= Exercise task =
Output the lines of the listing below from the line containing "Confirm that each instance of the side" through the line containing "pixel 316 417", inclusive, copying each one verbatim.

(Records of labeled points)
>> begin

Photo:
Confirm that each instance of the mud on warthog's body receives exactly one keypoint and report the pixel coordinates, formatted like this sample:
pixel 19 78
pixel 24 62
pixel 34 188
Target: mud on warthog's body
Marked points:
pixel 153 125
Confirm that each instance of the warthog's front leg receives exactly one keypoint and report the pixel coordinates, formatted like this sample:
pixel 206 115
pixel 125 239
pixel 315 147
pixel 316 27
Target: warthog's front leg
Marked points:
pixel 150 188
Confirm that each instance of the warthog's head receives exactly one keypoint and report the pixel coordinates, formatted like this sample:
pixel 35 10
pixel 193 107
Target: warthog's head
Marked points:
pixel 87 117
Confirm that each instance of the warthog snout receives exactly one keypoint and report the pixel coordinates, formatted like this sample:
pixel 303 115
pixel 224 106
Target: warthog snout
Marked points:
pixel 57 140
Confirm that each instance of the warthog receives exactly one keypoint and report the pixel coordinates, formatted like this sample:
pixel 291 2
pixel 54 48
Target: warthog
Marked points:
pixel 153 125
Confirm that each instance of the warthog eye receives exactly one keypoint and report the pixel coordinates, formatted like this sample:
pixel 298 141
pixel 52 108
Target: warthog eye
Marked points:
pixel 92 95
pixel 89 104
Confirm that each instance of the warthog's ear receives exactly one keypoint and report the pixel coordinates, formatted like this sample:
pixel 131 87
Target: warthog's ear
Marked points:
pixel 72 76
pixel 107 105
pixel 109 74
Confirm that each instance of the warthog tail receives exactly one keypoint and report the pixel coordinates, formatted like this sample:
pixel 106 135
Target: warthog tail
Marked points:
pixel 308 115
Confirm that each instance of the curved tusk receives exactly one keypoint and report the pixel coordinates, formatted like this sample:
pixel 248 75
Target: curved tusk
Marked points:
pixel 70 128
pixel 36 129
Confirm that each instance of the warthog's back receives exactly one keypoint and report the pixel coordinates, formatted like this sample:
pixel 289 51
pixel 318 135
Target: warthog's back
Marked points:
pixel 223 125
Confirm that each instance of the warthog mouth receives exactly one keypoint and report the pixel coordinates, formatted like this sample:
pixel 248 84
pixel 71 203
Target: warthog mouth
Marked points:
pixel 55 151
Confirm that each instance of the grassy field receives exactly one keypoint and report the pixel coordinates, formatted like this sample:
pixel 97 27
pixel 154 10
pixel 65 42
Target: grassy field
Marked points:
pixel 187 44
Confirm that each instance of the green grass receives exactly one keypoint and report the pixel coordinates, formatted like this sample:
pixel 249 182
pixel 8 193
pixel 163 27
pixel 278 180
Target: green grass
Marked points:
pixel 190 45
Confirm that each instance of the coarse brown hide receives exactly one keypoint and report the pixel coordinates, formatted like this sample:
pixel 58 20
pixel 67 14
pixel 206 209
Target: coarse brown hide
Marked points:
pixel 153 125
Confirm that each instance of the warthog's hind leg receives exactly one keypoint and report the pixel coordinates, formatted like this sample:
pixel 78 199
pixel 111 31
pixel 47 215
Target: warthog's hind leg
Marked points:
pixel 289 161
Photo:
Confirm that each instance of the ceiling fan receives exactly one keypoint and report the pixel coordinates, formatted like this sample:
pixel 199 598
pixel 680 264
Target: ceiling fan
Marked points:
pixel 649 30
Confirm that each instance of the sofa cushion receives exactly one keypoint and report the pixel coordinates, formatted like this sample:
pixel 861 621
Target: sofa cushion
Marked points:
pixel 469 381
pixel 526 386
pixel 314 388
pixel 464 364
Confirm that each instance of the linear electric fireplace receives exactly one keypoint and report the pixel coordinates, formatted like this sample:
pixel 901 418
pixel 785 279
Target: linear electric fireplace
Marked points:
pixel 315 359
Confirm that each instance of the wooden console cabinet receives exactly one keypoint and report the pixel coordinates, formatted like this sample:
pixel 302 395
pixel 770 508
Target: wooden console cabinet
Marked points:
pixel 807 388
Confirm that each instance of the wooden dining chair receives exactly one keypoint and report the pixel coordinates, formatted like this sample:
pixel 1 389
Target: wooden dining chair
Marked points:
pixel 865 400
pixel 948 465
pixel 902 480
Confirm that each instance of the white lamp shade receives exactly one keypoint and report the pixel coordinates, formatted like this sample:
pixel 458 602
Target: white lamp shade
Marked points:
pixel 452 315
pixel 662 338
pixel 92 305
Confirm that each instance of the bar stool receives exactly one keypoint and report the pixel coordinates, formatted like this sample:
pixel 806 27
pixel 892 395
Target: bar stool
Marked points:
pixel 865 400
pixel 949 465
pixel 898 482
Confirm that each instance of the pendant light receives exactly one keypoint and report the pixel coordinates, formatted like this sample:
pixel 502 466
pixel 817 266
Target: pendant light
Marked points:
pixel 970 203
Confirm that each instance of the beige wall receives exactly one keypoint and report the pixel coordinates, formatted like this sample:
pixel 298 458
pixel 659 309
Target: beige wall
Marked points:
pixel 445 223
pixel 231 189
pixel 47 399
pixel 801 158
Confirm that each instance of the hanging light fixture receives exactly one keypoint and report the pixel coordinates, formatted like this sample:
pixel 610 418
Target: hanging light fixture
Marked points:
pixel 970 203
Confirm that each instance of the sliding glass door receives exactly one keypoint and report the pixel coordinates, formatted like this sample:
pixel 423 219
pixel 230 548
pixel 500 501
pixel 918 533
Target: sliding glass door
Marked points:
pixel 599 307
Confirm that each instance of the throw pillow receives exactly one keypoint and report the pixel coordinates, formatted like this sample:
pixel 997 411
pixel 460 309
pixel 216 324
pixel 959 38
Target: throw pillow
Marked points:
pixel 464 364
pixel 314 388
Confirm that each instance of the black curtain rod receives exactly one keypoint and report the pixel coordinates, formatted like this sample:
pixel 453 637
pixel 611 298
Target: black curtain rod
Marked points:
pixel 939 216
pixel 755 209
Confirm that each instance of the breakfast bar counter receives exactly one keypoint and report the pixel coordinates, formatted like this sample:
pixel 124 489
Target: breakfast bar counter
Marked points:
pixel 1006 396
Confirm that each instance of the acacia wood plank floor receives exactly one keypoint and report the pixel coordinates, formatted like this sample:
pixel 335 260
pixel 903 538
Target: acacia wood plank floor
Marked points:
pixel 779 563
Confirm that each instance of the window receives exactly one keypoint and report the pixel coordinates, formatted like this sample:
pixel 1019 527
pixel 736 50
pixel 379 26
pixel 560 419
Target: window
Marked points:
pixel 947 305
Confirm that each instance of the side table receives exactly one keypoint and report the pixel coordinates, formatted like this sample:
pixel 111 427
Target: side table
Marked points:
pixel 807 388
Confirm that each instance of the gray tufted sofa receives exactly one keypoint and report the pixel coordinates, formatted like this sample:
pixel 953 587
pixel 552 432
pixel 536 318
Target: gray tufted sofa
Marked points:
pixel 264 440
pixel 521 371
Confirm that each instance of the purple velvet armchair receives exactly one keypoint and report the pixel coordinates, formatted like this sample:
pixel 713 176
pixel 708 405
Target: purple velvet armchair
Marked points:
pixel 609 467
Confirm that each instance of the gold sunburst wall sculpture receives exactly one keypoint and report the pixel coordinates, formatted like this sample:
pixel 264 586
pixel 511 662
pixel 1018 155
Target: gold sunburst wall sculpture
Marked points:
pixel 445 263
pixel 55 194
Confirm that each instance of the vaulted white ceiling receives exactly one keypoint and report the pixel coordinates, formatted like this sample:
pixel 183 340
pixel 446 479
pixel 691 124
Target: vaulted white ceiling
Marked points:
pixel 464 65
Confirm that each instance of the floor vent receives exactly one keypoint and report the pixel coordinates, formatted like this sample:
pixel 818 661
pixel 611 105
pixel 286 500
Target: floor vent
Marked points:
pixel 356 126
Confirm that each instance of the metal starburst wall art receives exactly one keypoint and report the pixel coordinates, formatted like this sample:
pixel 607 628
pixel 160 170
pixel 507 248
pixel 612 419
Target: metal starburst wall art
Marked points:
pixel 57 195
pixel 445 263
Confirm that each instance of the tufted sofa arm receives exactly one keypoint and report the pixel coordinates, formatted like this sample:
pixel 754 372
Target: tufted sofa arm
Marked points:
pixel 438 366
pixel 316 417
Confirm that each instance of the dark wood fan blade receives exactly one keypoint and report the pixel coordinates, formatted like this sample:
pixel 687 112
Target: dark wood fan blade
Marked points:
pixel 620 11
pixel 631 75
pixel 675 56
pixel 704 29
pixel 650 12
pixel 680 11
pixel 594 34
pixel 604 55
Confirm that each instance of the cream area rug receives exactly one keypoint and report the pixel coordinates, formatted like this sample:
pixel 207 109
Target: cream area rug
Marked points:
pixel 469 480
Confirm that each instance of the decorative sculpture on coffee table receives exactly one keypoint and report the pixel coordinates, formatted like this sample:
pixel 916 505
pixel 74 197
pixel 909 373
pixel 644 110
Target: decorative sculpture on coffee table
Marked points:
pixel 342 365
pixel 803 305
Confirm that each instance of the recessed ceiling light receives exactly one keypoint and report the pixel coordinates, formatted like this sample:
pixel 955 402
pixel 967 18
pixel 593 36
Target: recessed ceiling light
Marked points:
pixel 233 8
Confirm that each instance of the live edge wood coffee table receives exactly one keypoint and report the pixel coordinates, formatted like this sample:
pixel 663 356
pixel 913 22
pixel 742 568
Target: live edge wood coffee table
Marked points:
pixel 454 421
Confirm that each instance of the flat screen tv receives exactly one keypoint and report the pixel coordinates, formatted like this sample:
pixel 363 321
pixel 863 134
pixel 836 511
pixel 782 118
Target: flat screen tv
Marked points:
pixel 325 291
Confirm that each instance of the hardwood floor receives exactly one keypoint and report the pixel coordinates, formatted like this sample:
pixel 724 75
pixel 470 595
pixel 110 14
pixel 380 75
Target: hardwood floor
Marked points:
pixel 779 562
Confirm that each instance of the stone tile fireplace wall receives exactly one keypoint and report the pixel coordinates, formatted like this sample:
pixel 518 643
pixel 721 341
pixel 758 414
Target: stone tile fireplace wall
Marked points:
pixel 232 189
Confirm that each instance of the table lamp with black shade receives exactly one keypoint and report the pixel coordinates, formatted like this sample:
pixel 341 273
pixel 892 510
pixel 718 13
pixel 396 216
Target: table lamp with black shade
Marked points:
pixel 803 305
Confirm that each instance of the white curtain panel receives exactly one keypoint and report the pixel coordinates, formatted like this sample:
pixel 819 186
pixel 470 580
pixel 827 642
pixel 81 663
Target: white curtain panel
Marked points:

>> end

= The output =
Confirm that each instance of the side table receives exactly one keypoint and report the pixel coordinates, formatted like this sample:
pixel 111 427
Target: side table
Marked points:
pixel 807 388
Confirm that each instance of the gray tufted sofa receives exactly one keypoint and report the pixel coordinates, formatted like this sample:
pixel 953 587
pixel 552 432
pixel 536 318
Target: gray tufted sofa
Marked points:
pixel 264 440
pixel 521 371
Confirm that each instance of the purple velvet armchair receives exactly one keypoint and report the pixel coordinates, formatted like this sample:
pixel 713 176
pixel 708 405
Target: purple velvet armchair
Marked points:
pixel 609 467
Confirm that each instance of the gold sunburst wall sculpture receives exactly one keypoint and report the pixel coordinates, formatted like this sample:
pixel 264 586
pixel 511 662
pixel 1018 155
Target: gold sunburst wall sculpture
Marked points:
pixel 445 263
pixel 55 194
Confirm that each instance of the vaulted white ceiling receives exactly one keypoint and report the pixel coordinates, formatted like this sample:
pixel 183 340
pixel 446 479
pixel 691 124
Target: vaulted white ceiling
Marked points:
pixel 464 65
Confirm that each instance of the floor vent receives exactly one keypoint and report the pixel coordinates, formatted like this sample:
pixel 818 661
pixel 611 105
pixel 286 500
Target: floor vent
Marked points:
pixel 356 126
Confirm that each instance of the metal starburst wall art receives exactly one keypoint and report the pixel coordinates, formatted like this sample:
pixel 607 628
pixel 160 170
pixel 507 248
pixel 612 419
Target: metal starburst wall art
Marked points:
pixel 57 195
pixel 445 263
Confirm that each instance of the tufted sofa arm receives exactly one keypoint and report the pixel coordinates, formatted like this sample:
pixel 754 372
Target: tufted sofa arm
Marked points:
pixel 438 366
pixel 316 417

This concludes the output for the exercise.